*Data for processing*
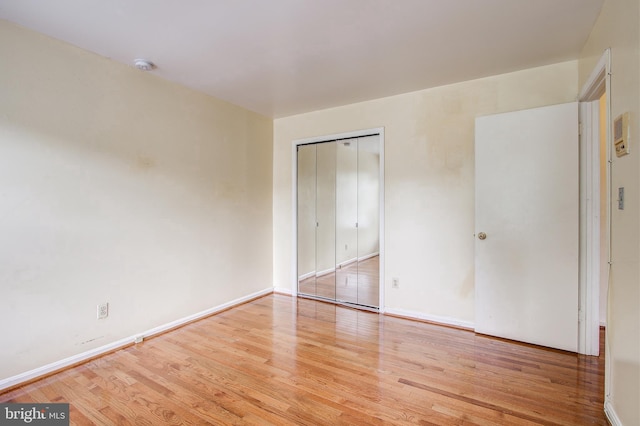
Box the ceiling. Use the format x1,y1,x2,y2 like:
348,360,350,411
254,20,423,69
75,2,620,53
0,0,603,118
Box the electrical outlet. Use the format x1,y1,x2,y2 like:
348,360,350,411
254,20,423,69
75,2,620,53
98,303,109,319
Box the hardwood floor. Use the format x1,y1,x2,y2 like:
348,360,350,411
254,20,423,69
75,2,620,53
0,294,607,425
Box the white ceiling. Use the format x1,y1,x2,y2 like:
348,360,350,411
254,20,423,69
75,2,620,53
0,0,603,117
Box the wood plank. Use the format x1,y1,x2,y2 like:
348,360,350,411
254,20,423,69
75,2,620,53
0,294,607,425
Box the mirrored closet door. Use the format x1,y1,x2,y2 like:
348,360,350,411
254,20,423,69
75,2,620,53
297,135,380,308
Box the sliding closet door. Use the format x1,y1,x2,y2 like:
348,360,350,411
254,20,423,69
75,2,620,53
357,135,380,306
297,145,317,295
315,142,336,300
336,139,358,303
297,135,380,307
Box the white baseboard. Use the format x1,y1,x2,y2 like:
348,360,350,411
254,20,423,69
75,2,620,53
604,400,622,426
384,308,475,330
0,287,274,391
298,271,316,281
273,287,293,296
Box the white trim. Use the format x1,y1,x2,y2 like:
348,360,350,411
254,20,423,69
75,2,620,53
358,251,380,262
273,287,292,296
578,49,611,101
385,308,475,331
298,269,316,281
292,141,298,297
604,400,622,426
378,127,387,313
578,100,600,356
578,49,611,358
0,288,273,391
336,257,358,268
291,127,385,312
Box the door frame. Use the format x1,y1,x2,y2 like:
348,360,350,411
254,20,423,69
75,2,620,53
578,49,611,356
291,127,385,313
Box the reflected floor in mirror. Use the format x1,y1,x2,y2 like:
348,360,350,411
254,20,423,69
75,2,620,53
298,256,380,307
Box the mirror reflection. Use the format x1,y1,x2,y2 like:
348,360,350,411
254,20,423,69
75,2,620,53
297,135,380,307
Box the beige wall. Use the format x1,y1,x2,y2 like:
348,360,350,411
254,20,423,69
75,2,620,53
0,21,273,380
273,61,578,324
579,0,640,425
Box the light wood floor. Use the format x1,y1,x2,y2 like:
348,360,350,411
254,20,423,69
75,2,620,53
0,295,607,425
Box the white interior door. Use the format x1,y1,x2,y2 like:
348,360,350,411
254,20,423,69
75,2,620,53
475,103,579,352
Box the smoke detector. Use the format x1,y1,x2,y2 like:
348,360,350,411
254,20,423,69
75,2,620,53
133,59,156,71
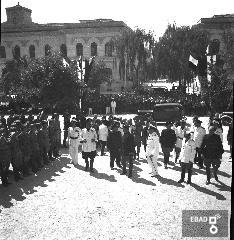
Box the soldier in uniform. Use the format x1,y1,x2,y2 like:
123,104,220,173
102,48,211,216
36,122,49,164
19,122,32,177
48,119,56,161
30,123,42,173
54,113,61,157
11,120,23,182
63,112,71,148
0,127,11,186
80,119,97,172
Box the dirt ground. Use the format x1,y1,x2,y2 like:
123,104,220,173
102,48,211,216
0,116,232,240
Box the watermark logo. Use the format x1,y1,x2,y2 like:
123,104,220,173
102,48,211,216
182,210,228,237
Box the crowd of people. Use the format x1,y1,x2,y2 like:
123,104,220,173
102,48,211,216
0,108,233,186
83,90,209,116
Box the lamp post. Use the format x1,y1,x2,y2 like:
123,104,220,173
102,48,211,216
124,52,127,89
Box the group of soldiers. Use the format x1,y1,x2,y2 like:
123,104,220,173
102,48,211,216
0,109,61,186
0,108,232,186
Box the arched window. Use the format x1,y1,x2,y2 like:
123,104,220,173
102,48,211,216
76,43,83,57
13,45,20,58
45,44,51,56
0,46,6,58
29,45,36,58
91,42,97,57
60,44,67,57
209,39,220,55
105,42,114,57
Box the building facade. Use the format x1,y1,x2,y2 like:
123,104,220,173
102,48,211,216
0,4,131,93
198,14,234,81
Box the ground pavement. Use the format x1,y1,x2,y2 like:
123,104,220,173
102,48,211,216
0,116,232,240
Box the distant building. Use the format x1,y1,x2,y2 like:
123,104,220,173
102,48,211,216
0,3,131,95
198,14,234,84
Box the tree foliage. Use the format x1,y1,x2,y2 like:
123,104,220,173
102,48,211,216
115,29,154,85
2,53,84,110
153,24,208,85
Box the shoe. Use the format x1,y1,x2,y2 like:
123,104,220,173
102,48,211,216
206,180,210,185
2,182,11,187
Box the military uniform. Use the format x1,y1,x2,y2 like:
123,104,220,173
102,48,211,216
19,125,32,176
10,125,23,181
0,128,11,186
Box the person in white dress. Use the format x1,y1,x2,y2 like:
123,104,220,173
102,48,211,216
68,119,81,165
146,125,160,177
98,121,108,156
175,119,188,163
81,119,97,172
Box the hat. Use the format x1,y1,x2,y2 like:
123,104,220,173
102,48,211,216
166,122,172,126
149,124,156,131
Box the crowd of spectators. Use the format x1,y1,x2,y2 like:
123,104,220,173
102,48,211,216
83,90,209,116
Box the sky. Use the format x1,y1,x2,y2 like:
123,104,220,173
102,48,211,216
1,0,234,37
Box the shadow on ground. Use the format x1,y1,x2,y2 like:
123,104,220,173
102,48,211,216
0,152,71,208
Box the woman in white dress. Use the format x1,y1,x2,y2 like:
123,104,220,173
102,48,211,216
68,119,81,165
146,125,160,177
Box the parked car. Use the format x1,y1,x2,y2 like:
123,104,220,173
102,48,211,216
138,103,183,122
220,112,233,126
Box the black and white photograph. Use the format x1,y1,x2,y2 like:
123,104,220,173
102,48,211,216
0,0,234,240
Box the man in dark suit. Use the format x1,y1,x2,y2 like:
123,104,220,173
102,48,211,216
121,125,135,178
201,126,224,185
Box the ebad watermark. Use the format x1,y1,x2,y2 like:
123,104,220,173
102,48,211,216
182,210,228,237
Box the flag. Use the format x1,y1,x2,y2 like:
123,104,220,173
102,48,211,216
189,55,198,67
84,56,95,84
63,58,69,67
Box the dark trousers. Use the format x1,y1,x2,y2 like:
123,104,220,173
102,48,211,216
85,158,94,170
162,146,173,165
110,150,121,168
63,129,68,146
195,148,203,168
204,159,221,181
99,140,106,156
122,155,133,176
175,147,181,162
181,162,193,182
0,163,8,184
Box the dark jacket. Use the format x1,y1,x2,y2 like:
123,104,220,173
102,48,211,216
160,129,176,148
107,131,122,152
122,132,135,156
201,134,224,159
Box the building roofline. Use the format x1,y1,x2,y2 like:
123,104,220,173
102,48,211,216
5,3,32,13
1,21,129,33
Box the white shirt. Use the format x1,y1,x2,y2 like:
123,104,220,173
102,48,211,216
179,139,196,163
111,101,116,107
194,127,206,148
175,126,187,148
68,127,81,147
146,132,160,156
98,124,108,142
215,128,223,142
81,128,97,152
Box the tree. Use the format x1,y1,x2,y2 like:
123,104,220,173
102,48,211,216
87,61,112,90
3,53,84,112
115,29,154,86
153,23,208,86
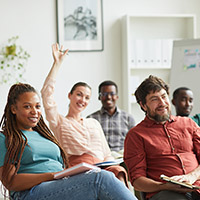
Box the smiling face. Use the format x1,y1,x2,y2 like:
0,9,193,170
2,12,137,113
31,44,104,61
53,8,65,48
140,89,171,123
172,90,193,117
11,92,41,131
68,86,91,113
99,85,118,111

*Direction*
Count the lines in the listing above that contain the string "building", with case counting. Give only the number.

*Reply to the task*
3